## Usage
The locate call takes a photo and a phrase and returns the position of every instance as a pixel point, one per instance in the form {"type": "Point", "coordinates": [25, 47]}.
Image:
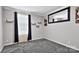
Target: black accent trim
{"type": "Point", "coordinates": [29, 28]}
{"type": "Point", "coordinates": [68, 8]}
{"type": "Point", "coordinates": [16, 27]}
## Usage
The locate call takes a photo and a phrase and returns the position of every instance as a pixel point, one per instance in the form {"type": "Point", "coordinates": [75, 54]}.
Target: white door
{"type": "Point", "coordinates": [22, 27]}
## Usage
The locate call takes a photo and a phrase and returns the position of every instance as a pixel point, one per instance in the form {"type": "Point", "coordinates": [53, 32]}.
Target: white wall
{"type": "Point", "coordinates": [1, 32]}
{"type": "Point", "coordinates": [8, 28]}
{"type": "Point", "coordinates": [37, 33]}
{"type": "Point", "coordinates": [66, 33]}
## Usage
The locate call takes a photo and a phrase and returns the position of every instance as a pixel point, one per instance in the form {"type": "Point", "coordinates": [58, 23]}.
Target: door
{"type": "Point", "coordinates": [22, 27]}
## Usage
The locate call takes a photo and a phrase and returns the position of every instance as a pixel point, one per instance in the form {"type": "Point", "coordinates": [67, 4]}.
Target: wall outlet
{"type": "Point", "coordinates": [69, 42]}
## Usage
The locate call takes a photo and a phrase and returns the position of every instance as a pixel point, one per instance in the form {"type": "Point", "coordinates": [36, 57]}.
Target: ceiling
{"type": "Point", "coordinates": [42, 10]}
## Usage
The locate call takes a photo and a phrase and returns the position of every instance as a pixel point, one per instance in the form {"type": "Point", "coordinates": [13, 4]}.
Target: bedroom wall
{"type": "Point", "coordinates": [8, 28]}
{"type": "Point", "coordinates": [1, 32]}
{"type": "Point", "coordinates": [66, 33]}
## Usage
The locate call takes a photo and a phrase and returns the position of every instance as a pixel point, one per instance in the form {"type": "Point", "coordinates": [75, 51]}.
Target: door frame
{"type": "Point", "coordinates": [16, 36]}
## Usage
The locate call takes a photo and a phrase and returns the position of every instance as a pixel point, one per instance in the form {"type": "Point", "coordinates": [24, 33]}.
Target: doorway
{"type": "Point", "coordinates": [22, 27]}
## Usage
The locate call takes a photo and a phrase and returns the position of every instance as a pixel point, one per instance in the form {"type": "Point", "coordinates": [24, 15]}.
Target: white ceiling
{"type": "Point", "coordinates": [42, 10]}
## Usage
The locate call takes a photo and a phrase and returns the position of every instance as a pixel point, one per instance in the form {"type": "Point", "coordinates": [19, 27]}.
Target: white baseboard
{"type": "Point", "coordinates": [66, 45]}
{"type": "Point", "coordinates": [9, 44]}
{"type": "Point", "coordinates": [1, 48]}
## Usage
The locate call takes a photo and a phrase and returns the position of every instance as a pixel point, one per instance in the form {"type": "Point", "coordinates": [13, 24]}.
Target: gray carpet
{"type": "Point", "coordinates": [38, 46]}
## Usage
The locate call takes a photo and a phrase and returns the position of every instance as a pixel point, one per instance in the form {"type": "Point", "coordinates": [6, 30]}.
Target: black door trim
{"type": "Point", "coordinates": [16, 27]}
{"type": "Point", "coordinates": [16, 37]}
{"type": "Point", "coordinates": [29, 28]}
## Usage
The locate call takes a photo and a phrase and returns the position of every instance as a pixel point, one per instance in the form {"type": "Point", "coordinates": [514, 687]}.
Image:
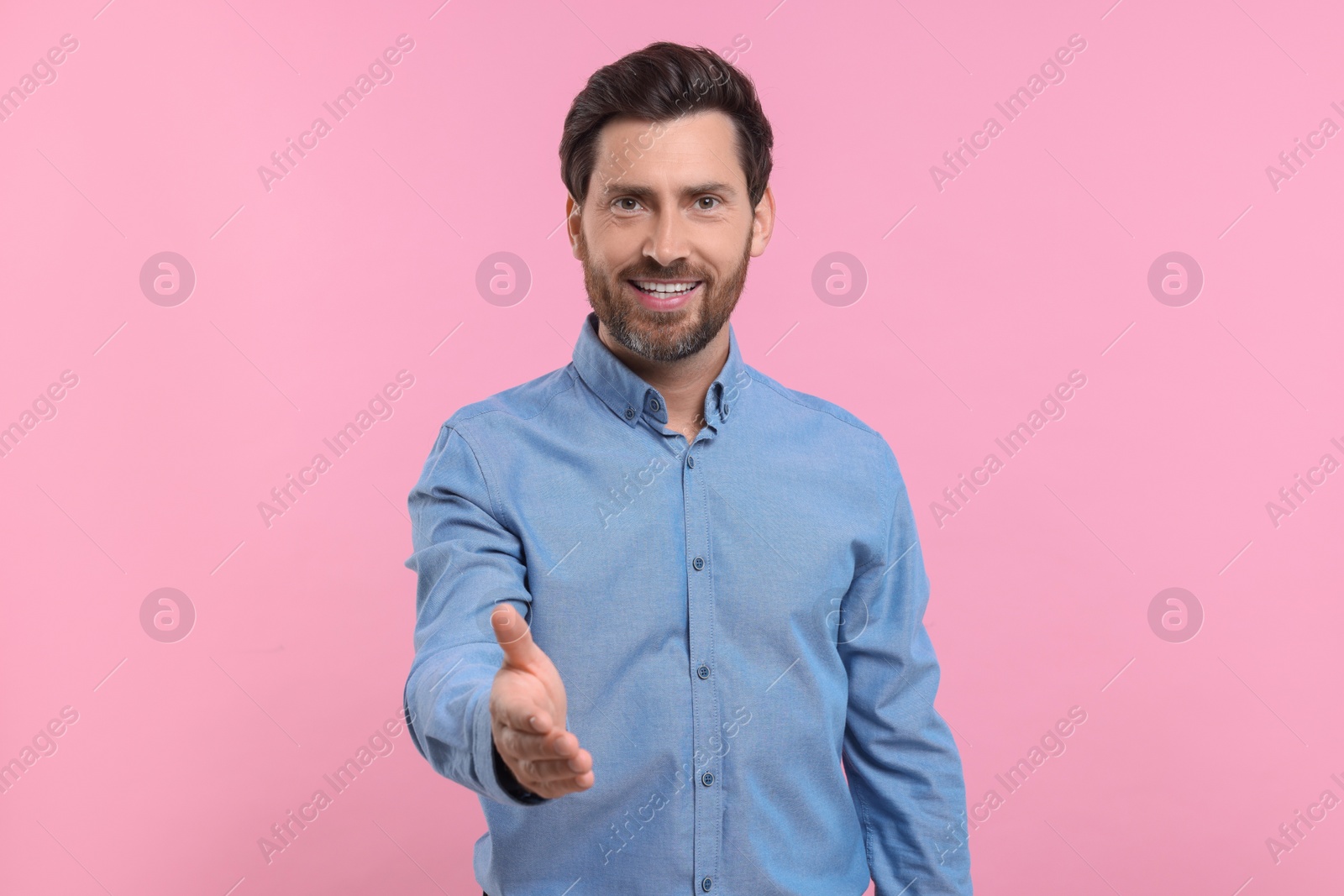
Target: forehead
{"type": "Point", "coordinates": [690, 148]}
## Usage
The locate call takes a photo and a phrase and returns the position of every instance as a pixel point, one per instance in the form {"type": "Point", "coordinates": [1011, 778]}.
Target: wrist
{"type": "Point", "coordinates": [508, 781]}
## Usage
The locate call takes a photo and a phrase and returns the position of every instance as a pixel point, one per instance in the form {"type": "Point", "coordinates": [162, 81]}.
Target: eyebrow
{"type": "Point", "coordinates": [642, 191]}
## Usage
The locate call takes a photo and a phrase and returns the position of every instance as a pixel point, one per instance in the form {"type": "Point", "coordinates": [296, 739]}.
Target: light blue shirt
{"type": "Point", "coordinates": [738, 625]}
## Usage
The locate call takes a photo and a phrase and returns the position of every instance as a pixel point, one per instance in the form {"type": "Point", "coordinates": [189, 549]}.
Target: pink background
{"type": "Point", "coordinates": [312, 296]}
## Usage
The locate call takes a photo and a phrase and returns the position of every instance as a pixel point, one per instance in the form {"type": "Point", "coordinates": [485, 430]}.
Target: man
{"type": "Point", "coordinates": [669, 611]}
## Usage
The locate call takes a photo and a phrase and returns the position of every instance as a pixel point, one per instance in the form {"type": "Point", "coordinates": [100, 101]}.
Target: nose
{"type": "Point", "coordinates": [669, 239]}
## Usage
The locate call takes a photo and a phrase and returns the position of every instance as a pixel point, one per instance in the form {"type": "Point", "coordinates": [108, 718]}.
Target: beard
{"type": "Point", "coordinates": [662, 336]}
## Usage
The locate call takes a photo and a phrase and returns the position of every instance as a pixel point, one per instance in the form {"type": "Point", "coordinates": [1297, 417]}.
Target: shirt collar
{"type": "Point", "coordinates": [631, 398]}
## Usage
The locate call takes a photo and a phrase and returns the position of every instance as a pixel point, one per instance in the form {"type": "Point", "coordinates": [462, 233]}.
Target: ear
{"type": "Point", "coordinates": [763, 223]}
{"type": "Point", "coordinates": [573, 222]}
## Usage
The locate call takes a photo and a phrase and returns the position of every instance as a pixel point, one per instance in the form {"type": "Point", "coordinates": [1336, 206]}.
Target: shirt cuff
==*==
Restate the full listing verbatim and drop every picture.

# Output below
## Usage
The locate call takes a photo and a phrase and returns the position of every instance as a pixel point, one per instance in the form {"type": "Point", "coordinates": [25, 47]}.
Image:
Target: black accent trim
{"type": "Point", "coordinates": [29, 28]}
{"type": "Point", "coordinates": [68, 8]}
{"type": "Point", "coordinates": [16, 27]}
## Usage
The locate call takes a photo and a phrase and returns the position of every instance as a pixel point, one per instance in the form {"type": "Point", "coordinates": [75, 54]}.
Target: white door
{"type": "Point", "coordinates": [22, 27]}
## Usage
The locate call takes a photo and a phrase and returns the position of every instance as a pixel point, one per instance in the form {"type": "Point", "coordinates": [53, 32]}.
Target: white wall
{"type": "Point", "coordinates": [1, 32]}
{"type": "Point", "coordinates": [8, 28]}
{"type": "Point", "coordinates": [37, 33]}
{"type": "Point", "coordinates": [66, 33]}
## Usage
The locate call takes a photo and a phrase and returns the position of every instance as a pixel point, one per instance in the form {"type": "Point", "coordinates": [58, 23]}.
Target: door
{"type": "Point", "coordinates": [22, 27]}
## Usage
The locate call takes a photo and a phrase and returns the position of every instance as a pixel point, one per instance in the form {"type": "Point", "coordinates": [67, 4]}.
Target: wall outlet
{"type": "Point", "coordinates": [69, 42]}
## Usage
The locate call takes a photo and a phrase and returns the position of every instance as a pixel point, one per instance in the form {"type": "Point", "coordinates": [36, 57]}.
Target: ceiling
{"type": "Point", "coordinates": [42, 10]}
## Usage
The locate call takes a photo and a phrase and returns the position of every instance as a pixel point, one per instance in the form {"type": "Point", "coordinates": [13, 4]}.
Target: bedroom wall
{"type": "Point", "coordinates": [8, 28]}
{"type": "Point", "coordinates": [1, 32]}
{"type": "Point", "coordinates": [66, 33]}
## Usage
The locate call takes a photo and a phrase and returns the position of every instance as a pixel point, one per instance in the form {"type": "Point", "coordinates": [75, 51]}.
Target: door frame
{"type": "Point", "coordinates": [16, 36]}
## Usage
The locate call takes a photo and a phrase and returns the position of every instance as a pixel point, one per instance in the form {"type": "Point", "coordinates": [24, 33]}.
Target: doorway
{"type": "Point", "coordinates": [22, 27]}
## Usage
The locate call takes a photo and a phrase and returns the position of every instance as a pixel point, one per instance in the form {"type": "Point", "coordinates": [24, 15]}.
Target: white ceiling
{"type": "Point", "coordinates": [42, 10]}
## Usage
The locate call takes a photo and a phrase and returns the position of every instance as a pixel point, one per instance in the form {"type": "Point", "coordinates": [19, 27]}.
Target: white baseboard
{"type": "Point", "coordinates": [66, 45]}
{"type": "Point", "coordinates": [9, 44]}
{"type": "Point", "coordinates": [1, 48]}
## Usage
The locate call takes a photo and a phrase and returns the position of every instance as a pixel point, one per instance in the form {"type": "Point", "coordinates": [13, 24]}.
Target: gray carpet
{"type": "Point", "coordinates": [38, 46]}
## Usage
The locate call takes a photo and a phrase and returns the position of every instance as a pixel point, one per instance in the form {"type": "Point", "coordinates": [6, 30]}.
Target: black door trim
{"type": "Point", "coordinates": [16, 27]}
{"type": "Point", "coordinates": [16, 37]}
{"type": "Point", "coordinates": [29, 28]}
## Usage
The locate call takes a photo and a phrase and returns the position of every instance as a pixel point, one per instance in the form {"type": "Point", "coordinates": [514, 687]}.
Image:
Target: forehead
{"type": "Point", "coordinates": [690, 148]}
## Usage
The locate call takes a photo and a phrase and returns the position of every instance as a pixel point, one per instance in the form {"type": "Point", "coordinates": [1011, 778]}.
Target: wrist
{"type": "Point", "coordinates": [508, 781]}
## Usage
The locate call takes a photo and a phrase and returns the position of every instance as a pixel point, one per instance in the form {"type": "Point", "coordinates": [162, 81]}.
Target: eyebrow
{"type": "Point", "coordinates": [642, 191]}
## Usage
The locate call takes a photo and a phrase and returns the position of every instance as a pixel point, one per instance in the form {"type": "Point", "coordinates": [296, 739]}.
Target: light blue shirt
{"type": "Point", "coordinates": [738, 625]}
## Usage
The locate call takes a photo and a phrase and returns the position of every instance as a pixel point, one per instance in the form {"type": "Point", "coordinates": [189, 549]}.
Target: pink background
{"type": "Point", "coordinates": [312, 296]}
## Usage
The locate call takes a photo and a phrase and returns the position of every instance as a pixel point, one per instance in the form {"type": "Point", "coordinates": [485, 430]}.
Target: man
{"type": "Point", "coordinates": [669, 611]}
## Usage
The locate call takes a photo and a phrase and returns the position of every instance as a pixel point, one per instance in the form {"type": "Point", "coordinates": [100, 101]}.
Target: nose
{"type": "Point", "coordinates": [669, 239]}
## Usage
The locate call takes a photo and a phrase and returns the position of every instance as a pixel point, one per instance in the form {"type": "Point", "coordinates": [108, 718]}.
Target: beard
{"type": "Point", "coordinates": [662, 336]}
## Usage
The locate call takes a photo and a phrase and returns the position of every instance as a pixel point, one per instance in the form {"type": "Point", "coordinates": [1297, 417]}.
Target: shirt collar
{"type": "Point", "coordinates": [631, 398]}
## Usage
The locate call takes a photo and a phrase and returns the position of every instance as a pixel point, one per instance in the form {"type": "Point", "coordinates": [462, 233]}.
Target: ear
{"type": "Point", "coordinates": [763, 223]}
{"type": "Point", "coordinates": [573, 222]}
## Usage
The locate call takes a photo and a phrase and returns the position of every instance as a pixel point, one per instance in the form {"type": "Point", "coordinates": [1336, 206]}.
Target: shirt cuff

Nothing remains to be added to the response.